→ SOURCE
Economy
Park Geun-hye visit augurs well for India-South Korea Relations

There are opportunities galore for both the countries in terms of Korean investment in India

India's single largest foreign direct investment (FDI) project, the $12 billion (estimated at Rs52,000 crore) POSCO steel plant in Odisha, got the necessary clearance before the arrival of Park Geun-hye, president of South Korea.

 

It may be recalled that the former environment and forests minister, Jayanthi Natarajan, had claimed, time and again, that there were "no pending issues" with her. The new minister, who took over her mantle, Veerappa Moily, gave the required clearance for the project.

 

The POSCO plant will initially produce eight million tonnes of steel, and when the fully required space is made available, they plan to increase the same to 12 million tonnes in the 2nd phase of the project

 

It is not that there are no hiccups in projects of this size and magnitude. Totally, around 2,700 acres of land has been acquired by the Odisha government, but approval for land (13%) is pending before the National Green Tribunal. In any case, all the land will not be required at the start, so the first phase work can commence, and, in due course, other areas can be covered.

→ SHORT PROBLEM 1
Gather every line of the entries below that contains the word "mouth".

→ Entries excerpted from a collection
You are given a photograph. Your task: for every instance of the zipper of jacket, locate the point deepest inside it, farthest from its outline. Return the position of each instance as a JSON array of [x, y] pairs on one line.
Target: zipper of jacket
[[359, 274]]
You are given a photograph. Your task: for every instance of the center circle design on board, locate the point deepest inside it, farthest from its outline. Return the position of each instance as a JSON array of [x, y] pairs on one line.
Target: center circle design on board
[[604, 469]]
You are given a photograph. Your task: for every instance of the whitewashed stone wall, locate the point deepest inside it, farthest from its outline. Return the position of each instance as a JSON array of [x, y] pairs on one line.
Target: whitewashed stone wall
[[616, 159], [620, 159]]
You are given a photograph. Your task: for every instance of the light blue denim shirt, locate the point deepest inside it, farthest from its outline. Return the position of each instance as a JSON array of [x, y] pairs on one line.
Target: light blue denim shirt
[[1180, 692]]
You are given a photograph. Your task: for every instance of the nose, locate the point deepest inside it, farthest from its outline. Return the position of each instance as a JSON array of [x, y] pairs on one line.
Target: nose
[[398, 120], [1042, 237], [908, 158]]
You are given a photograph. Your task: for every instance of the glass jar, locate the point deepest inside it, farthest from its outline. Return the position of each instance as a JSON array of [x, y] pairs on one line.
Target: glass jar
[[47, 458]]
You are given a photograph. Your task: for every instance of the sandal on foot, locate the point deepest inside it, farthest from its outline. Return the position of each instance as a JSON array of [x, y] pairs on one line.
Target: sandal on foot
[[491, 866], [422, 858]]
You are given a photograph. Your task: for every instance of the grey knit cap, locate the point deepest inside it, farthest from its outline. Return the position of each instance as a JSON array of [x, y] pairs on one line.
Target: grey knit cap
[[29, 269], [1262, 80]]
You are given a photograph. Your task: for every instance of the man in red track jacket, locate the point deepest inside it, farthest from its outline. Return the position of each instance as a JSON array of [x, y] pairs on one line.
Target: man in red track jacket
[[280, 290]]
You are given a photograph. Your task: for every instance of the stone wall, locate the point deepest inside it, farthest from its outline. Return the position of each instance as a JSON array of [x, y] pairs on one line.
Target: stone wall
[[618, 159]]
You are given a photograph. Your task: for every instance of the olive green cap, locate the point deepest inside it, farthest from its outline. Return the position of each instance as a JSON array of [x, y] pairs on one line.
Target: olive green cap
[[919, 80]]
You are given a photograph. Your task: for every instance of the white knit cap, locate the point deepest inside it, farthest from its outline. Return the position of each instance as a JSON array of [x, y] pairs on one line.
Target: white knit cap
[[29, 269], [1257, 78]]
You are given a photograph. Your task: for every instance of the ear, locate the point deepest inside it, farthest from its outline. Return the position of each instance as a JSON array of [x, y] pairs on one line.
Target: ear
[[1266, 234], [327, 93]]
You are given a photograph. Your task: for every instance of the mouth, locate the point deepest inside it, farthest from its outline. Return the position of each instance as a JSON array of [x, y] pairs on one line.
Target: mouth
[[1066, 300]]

→ SHORT PROBLEM 2
Reproduce word for word the part of the article on the POSCO plant that runs from "It may be recalled" down to "for the project.".

→ FINISHED ANSWER 1
You are given a photograph. Your task: for every instance of the mouth, locate the point deepest inside it, farthest from its outline. Return the position of each instance as a JSON array of [x, y] pairs on one line.
Target: mouth

→ FINISHED ANSWER 2
It may be recalled that the former environment and forests minister, Jayanthi Natarajan, had claimed, time and again, that there were "no pending issues" with her. The new minister, who took over her mantle, Veerappa Moily, gave the required clearance for the project.